_Selected extract_
In a report published today by Reform, Professor Paul Corrigan, who was a health special advisor to Tony Blair, argues that “the old model and concept of the hospital are failing”, leading to poor standards of care in far too many bankrupt institutions. “Hospitals will have to change or disappear completely” to “provide better, safer healthcare”.

The government face two equally potent political nightmares if it sticks to its current course: either 40 hospitals could close or the government will have to foot a £5 billion bail-out by 2013. “Approximately 20 to 30 acute hospital trusts will never become Foundation Trusts” because they will not pass the financial tests, writes Professor Corrigan. “It is also conceivable that about 10 hospitals that have made that status will struggle to maintain that position over time. This means that in the next four years a minimum of 40 hospitals will have to go through a fairly radical transformation process because their current clinical and economic model is not sustainable.”

Currently, hospital closure is averted by granting interim financial support from reserves held by the Department of Health, what Professor Corrigan calls an “inefficient hospital fund”. But if the government wants to continue to protect all of England’s hospitals from closure or major remodelling, then this slush fund of around £3 billion would have to grow to as much as £8 billion. This would in turn mean that the chancellor would have to find an extra £5 billion to bailout the NHS by 2013, almost certainly causing him to miss his budget targets.

“As a proportion of the overall NHS budget, this does not seem to be unmanageable but for other Government departments, this is a significant amount of money”, says Professor Corrigan. “It is difficult to see any Chancellor simply giving the NHS that quantum of money to spend on inefficiency.”

The government’s pledge to protect hospitals will make it harder for the NHS to deliver savings and improve quality. What’s needed is a narrative of change based upon the best experience from around the world. There’s “a dire need for new business models and the disruptive innovation that creates them”. Using case studies, Corrigan shows how these models improve the quality of care, drive efficiency and are affordable. He looks at how to apply these models to the NHS.

“NHS hospitals currently try to be all things to all people and deliver every healthcare service to everyone”, the authors write. Instead, hospitals should organise treatment in high volume specialist centres to deliver safer, higher quality care. To achieve scale we will need to close down under-performing units so that activity can be concentrated in centres of excellence. By applying the lessons from assembly lines, aviation and service industries, managers can introduce a “factory” mode of production offering streamlined “valued added processes” for patients.

Nick Seddon is deputy director of the independent think-tank Reform.

_Work instructions_
a - According to the text on hospital reform, to what size would the fund of around £3 billion have to grow to keep protecting all of England's hospitals from closure or major remodeling?
b - Condense the paragraph of the text on hospital reform that begins "Currently, hospital closure is averted" into a short bulleted list that keeps its main facts.
c - Reproduce word for word the part of the text on hospital reform from "Currently, hospital closure" up to and including "his budget targets.".

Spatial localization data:

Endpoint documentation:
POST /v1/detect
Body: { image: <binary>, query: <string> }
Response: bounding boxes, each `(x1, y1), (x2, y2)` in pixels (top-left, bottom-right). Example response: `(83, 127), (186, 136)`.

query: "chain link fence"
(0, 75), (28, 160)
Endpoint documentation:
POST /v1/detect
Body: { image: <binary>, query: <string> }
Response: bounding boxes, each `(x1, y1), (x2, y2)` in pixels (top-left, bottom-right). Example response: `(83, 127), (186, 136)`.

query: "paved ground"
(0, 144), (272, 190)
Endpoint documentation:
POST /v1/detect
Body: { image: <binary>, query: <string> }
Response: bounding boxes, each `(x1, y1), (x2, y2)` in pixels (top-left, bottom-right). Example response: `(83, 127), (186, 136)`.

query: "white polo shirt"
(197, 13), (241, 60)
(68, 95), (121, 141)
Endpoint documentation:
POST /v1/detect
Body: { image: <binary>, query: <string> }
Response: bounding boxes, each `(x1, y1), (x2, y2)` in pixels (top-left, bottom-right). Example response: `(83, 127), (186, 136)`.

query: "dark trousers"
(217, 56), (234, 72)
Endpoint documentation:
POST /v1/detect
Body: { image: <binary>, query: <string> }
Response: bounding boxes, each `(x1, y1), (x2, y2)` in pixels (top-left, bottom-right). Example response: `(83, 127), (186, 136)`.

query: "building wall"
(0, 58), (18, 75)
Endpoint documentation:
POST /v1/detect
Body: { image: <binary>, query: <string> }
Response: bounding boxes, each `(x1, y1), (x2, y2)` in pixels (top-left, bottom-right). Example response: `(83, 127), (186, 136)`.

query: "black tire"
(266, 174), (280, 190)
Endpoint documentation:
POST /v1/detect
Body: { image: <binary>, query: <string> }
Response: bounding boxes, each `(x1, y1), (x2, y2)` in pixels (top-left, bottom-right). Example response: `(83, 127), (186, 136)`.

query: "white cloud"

_Solved tasks_
a - As much as £8 billion.

b -
- Hospital closures are currently averted through interim financial support from Department of Health reserves, which Professor Corrigan calls an "inefficient hospital fund."
- To keep protecting all of England's hospitals from closure or major remodelling, this fund of around £3 billion would have to grow to as much as £8 billion.
- The chancellor would then have to find an extra £5 billion to bail out the NHS by 2013, almost certainly missing his budget targets.

c -
Currently, hospital closure is averted by granting interim financial support from reserves held by the Department of Health, what Professor Corrigan calls an “inefficient hospital fund”. But if the government wants to continue to protect all of England’s hospitals from closure or major remodelling, then this slush fund of around £3 billion would have to grow to as much as £8 billion. This would in turn mean that the chancellor would have to find an extra £5 billion to bailout the NHS by 2013, almost certainly causing him to miss his budget targets.